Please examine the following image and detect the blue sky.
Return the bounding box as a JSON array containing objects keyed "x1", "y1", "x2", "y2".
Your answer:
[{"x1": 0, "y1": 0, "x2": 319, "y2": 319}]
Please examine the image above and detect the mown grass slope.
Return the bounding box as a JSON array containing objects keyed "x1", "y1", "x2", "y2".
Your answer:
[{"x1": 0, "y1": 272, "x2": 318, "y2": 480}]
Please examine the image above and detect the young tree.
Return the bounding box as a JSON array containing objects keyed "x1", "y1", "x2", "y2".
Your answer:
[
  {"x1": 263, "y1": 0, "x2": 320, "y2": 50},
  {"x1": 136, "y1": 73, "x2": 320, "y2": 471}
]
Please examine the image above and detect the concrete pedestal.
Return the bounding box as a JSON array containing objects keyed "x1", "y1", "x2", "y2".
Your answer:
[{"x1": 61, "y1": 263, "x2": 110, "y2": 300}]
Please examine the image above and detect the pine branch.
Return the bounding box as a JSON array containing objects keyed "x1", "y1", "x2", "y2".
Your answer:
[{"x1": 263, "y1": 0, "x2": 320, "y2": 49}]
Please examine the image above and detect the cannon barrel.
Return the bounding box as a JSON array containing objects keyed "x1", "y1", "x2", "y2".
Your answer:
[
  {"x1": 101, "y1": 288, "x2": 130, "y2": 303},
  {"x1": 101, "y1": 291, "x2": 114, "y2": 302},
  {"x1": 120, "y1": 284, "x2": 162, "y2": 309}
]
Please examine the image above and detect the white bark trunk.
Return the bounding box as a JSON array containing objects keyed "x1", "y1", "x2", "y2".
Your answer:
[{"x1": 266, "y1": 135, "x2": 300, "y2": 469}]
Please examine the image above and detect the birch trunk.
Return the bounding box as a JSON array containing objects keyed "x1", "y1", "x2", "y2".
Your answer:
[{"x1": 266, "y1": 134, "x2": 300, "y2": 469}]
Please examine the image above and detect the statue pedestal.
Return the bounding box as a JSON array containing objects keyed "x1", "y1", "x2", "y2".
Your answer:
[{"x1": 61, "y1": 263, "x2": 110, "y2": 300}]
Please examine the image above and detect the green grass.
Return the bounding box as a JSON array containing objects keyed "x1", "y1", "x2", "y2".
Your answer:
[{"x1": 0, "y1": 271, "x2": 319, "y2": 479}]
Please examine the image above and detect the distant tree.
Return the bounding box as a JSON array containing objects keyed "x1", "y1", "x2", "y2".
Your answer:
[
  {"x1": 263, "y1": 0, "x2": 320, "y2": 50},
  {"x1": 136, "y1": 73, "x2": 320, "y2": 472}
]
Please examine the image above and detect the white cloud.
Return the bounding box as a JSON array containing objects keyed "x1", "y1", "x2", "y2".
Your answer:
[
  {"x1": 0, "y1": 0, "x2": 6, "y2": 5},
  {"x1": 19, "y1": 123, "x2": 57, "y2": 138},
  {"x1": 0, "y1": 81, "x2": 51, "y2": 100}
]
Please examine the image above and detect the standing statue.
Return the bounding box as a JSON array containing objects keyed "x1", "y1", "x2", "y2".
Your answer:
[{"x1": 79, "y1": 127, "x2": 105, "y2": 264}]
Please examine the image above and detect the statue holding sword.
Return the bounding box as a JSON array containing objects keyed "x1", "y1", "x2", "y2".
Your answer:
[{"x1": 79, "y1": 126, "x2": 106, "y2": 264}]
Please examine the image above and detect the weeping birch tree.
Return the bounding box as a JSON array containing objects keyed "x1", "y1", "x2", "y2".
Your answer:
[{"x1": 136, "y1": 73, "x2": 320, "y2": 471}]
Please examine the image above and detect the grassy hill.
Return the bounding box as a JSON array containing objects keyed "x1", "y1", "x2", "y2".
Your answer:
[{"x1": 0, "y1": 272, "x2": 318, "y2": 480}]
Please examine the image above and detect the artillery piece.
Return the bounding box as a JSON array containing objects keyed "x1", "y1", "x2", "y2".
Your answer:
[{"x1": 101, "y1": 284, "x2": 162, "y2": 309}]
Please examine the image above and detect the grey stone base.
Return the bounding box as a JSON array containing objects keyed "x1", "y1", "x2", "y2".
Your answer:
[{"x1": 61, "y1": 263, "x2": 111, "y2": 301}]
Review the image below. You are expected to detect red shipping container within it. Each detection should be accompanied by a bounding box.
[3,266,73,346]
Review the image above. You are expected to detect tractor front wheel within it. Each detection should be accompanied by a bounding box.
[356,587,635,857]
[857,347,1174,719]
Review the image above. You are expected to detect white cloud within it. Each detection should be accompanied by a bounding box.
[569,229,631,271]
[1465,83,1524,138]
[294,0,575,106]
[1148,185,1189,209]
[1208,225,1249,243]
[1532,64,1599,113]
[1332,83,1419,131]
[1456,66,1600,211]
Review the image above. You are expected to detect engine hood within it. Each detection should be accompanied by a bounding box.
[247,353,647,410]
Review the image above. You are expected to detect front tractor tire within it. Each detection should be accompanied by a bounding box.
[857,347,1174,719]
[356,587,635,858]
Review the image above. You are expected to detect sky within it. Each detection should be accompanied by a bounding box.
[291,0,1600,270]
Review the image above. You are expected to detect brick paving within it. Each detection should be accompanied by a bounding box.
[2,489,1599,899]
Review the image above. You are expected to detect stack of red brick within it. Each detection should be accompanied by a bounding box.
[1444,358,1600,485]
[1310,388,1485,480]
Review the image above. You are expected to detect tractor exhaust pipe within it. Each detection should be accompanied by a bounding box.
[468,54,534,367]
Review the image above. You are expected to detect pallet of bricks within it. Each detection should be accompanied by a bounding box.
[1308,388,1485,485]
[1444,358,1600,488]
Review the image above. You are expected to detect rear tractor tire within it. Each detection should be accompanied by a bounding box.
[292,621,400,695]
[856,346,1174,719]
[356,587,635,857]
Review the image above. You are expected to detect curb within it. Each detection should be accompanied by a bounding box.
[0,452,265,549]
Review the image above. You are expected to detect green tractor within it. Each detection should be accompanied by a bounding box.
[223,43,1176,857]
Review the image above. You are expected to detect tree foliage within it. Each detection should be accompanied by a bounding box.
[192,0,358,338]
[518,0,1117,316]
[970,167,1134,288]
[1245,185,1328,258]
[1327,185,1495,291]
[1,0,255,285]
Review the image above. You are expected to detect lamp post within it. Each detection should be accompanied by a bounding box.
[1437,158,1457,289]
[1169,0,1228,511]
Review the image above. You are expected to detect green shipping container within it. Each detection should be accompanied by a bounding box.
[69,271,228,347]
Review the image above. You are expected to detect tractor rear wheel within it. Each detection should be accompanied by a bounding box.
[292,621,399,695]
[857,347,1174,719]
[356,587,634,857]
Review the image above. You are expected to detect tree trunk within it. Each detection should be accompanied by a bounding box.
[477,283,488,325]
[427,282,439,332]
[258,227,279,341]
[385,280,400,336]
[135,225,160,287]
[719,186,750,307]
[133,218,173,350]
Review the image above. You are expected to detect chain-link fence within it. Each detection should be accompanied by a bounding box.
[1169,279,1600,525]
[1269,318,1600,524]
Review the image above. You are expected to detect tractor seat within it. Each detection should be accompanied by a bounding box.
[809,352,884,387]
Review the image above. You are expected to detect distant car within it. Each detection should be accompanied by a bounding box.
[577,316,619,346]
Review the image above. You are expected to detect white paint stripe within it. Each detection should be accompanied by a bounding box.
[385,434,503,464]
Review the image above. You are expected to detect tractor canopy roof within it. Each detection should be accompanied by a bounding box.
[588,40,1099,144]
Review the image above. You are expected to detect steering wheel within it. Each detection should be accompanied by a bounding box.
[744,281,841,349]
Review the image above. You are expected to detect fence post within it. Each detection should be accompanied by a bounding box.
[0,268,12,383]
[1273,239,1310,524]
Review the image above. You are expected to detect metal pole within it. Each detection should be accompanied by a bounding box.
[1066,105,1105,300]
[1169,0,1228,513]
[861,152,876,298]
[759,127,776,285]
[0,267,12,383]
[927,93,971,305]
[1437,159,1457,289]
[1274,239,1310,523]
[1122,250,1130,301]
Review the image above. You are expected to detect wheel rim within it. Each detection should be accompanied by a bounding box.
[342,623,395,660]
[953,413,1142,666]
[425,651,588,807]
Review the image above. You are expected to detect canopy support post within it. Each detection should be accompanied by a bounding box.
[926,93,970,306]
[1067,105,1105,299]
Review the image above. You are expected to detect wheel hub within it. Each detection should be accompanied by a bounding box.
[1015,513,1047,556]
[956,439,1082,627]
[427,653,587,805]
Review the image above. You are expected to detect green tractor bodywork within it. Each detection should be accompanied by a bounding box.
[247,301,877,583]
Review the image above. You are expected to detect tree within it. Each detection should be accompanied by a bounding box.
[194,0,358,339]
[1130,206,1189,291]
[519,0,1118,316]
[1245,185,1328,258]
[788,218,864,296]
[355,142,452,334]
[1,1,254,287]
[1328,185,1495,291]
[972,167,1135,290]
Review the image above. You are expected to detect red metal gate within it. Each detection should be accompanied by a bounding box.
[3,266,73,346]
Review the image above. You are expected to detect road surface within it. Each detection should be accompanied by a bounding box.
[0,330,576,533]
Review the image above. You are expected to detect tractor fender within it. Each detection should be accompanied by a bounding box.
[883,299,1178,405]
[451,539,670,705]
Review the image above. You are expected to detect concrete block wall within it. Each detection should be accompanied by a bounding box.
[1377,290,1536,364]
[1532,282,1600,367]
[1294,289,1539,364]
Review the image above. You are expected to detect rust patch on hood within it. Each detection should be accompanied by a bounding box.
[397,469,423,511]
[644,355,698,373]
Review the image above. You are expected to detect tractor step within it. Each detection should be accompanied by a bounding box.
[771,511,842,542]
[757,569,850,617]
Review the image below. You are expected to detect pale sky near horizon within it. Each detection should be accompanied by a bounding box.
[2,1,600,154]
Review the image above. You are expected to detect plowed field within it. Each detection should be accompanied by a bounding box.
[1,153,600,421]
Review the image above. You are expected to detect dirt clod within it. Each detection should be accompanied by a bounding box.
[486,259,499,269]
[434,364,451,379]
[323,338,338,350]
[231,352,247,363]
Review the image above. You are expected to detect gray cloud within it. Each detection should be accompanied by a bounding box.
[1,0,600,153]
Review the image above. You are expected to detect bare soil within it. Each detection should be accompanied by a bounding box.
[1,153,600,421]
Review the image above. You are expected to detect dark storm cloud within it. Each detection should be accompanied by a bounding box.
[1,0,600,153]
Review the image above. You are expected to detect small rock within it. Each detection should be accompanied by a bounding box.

• • • •

→ Task directions
Your response should contain each line of the entries above that holds the string "statue".

→ Exercise result
Please examine the image above and detect the statue pedestal.
Please examine the image above and detect the standing statue.
Please examine the image above and detect the statue holding sword.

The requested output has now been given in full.